### Task goal
Pull out everything from the line containing "trace: gray haired man" down to the end of the listing, and reproduce those lines without any change.

═══ Supplied data

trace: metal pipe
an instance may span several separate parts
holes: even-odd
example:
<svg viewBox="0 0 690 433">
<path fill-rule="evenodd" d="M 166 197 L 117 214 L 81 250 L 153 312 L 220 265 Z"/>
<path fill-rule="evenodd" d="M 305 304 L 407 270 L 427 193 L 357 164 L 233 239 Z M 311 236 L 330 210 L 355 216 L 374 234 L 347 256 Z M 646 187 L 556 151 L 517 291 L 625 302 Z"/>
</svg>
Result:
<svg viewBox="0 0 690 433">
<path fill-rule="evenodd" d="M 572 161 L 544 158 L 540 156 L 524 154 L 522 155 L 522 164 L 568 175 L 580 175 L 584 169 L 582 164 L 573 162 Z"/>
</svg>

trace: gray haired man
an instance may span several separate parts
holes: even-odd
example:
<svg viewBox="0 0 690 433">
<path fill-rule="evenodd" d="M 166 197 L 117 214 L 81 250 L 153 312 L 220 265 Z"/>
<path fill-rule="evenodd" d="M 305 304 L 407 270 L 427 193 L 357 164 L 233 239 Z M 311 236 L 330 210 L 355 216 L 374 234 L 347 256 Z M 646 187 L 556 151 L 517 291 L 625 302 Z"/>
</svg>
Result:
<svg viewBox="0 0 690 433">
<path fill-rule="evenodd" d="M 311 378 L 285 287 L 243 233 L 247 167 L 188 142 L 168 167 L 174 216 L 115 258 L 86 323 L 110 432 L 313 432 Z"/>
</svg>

══════

### Expected answer
trace: gray haired man
an instance may span several separate parts
holes: even-odd
example:
<svg viewBox="0 0 690 433">
<path fill-rule="evenodd" d="M 166 197 L 117 214 L 81 250 L 153 312 L 220 265 Z"/>
<path fill-rule="evenodd" d="M 305 304 L 407 270 L 427 193 L 357 164 L 233 239 Z M 311 236 L 330 210 L 355 216 L 374 234 L 347 256 Z M 646 187 L 556 151 L 517 291 L 625 302 Z"/>
</svg>
Result:
<svg viewBox="0 0 690 433">
<path fill-rule="evenodd" d="M 311 378 L 285 287 L 243 233 L 247 167 L 188 142 L 168 167 L 174 216 L 115 258 L 86 323 L 110 432 L 313 432 Z"/>
</svg>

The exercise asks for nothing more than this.